OBJECTIF A: Transformez en liste numérotée les lignes des rangées, depuis celle qui contient "every black jacket." jusqu'à la fin des rangées, en omettant les lignes vides.

EXTRAIT:
# # # # #

Pour son 3ème opus [1966] après ‘Le Gaucher », (échec cuisant, 1958) et « Miracle en Alabama » (gros succès, 1962), le réalisateur américain Arthur Penn [1922-2010], financé par le puisant producteur Sam Spiegel, dispose d’atouts majeurs avec Marlon Brando dans le rôle principal et de jeunes talents prometteurs comme Robert Redford et Jane Fonda. Il n’aura cependant pas le dernier mot : son bailleur de fonds exigeant le ‘final cut’ au montage. Malgré cette entrave à sa création, une pratique courant des studios, le cinéaste réussit la chronique magistrale et percutante d’un petite ville sudiste (et raciste) du Texas en proie à un déchainement de violence à la suite de l’annonce de l’évasion de la Maison d’arrêt d’un jeune prisonnier blanc (Robert Redford) originaire du coin. Les notables locaux, jaloux de leurs privilèges, craignent une vengeance et attisent facilement le ressentiment et la haine d’une foule d’autres habitants méchamment alcoolisés.

# # # # #

DONNÉES FOURNIES:
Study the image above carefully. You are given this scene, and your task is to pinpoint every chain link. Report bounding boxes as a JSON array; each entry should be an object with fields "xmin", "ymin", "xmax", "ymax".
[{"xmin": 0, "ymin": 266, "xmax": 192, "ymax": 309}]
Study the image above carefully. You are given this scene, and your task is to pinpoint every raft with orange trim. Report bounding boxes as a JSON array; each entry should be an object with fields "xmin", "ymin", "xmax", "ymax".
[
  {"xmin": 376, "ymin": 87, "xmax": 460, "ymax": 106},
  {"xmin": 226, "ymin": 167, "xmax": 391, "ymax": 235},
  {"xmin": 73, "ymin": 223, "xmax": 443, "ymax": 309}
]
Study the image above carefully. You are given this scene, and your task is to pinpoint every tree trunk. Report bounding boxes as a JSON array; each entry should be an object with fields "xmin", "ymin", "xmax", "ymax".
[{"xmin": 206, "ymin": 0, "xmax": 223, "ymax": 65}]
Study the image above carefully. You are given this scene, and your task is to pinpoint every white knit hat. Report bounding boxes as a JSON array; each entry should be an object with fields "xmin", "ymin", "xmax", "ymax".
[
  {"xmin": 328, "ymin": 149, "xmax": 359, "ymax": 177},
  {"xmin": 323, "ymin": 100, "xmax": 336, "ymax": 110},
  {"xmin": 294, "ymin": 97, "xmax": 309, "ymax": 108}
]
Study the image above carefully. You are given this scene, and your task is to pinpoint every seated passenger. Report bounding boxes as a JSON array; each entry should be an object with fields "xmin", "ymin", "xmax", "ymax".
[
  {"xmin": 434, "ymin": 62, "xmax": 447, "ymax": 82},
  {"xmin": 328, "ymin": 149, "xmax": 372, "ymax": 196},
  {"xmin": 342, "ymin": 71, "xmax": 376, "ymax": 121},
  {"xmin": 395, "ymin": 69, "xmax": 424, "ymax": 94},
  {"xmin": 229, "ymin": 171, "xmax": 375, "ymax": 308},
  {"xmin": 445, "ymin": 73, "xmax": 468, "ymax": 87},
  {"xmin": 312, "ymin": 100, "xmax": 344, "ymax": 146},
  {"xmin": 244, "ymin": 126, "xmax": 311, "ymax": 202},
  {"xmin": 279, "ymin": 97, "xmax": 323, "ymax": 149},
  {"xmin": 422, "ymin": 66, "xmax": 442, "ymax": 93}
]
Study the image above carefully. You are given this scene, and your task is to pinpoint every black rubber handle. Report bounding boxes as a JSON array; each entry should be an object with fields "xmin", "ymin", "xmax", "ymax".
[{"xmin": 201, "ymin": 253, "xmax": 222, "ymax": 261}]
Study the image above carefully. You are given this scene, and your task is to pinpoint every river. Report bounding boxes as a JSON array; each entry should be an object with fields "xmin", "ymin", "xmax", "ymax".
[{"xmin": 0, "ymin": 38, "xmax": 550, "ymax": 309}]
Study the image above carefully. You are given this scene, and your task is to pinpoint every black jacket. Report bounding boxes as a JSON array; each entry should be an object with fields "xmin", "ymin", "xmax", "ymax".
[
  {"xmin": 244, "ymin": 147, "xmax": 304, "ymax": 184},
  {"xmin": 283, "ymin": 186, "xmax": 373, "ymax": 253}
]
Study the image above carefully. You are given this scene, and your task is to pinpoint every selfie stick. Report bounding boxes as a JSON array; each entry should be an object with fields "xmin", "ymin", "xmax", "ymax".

# # # # #

OBJECTIF B: Indiquez si chacune des affirmations suivantes concorde avec l'extrait, en répondant par oui ou par non et en citant textuellement les mots décisifs. (i) Arthur Penn a eu le dernier mot sur le montage du film. (ii) « Miracle en Alabama » a connu un gros succès. (iii) Le jeune prisonnier évadé est interprété par Marlon Brando.

SOLUTION RÉDIGÉE A:
1. Study the image above carefully. You are given this scene, and your task is to pinpoint every black jacket. Report bounding boxes as a JSON array; each entry should be an object with fields "xmin", "ymin", "xmax", "ymax".
2. [
3.   {"xmin": 244, "ymin": 147, "xmax": 304, "ymax": 184},
4.   {"xmin": 283, "ymin": 186, "xmax": 373, "ymax": 253}
5. ]
6. Study the image above carefully. You are given this scene, and your task is to pinpoint every selfie stick. Report bounding boxes as a JSON array; each entry should be an object with fields "xmin", "ymin", "xmax", "ymax".

SOLUTION RÉDIGÉE B:
(i) Non : « Il n’aura cependant pas le dernier mot : son bailleur de fonds exigeant le ‘final cut’ au montage. »
(ii) Oui : « « Miracle en Alabama » (gros succès, 1962) »
(iii) Non : « un jeune prisonnier blanc (Robert Redford) »